DIRECTIONS:
Tally the lines below that hold the string "Write", and report the tally by itself.

Point-per-instance localization data
=== Section Start ===

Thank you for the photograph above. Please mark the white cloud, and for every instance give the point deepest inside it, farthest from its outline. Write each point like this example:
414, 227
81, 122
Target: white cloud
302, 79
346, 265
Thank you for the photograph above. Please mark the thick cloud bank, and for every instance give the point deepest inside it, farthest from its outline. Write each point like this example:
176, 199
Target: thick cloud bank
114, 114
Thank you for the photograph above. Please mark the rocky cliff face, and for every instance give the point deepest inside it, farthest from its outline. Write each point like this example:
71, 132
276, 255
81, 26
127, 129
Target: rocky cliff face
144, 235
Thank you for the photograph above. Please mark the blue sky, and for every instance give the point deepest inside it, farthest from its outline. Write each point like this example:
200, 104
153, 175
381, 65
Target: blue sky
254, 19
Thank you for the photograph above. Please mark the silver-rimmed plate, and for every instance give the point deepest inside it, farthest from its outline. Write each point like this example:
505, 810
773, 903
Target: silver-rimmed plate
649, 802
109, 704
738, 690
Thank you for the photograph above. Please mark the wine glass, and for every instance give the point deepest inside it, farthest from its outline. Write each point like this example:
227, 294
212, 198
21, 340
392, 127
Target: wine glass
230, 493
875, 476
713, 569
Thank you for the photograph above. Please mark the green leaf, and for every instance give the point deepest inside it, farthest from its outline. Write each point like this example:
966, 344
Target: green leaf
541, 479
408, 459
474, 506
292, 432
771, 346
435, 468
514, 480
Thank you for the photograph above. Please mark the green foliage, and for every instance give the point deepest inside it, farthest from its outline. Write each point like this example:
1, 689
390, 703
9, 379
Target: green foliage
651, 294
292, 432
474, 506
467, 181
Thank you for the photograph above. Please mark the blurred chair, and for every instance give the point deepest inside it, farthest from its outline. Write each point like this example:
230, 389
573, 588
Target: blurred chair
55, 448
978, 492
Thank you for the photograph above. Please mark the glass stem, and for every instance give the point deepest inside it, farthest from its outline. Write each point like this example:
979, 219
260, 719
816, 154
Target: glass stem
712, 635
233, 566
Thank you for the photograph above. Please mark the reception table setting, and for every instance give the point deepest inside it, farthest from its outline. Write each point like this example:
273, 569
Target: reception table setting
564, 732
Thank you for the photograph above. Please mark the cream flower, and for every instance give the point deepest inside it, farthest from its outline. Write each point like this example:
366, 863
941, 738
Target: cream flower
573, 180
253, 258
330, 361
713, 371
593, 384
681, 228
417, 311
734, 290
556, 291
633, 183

=== Section End ===

FINISHED EXERCISE:
12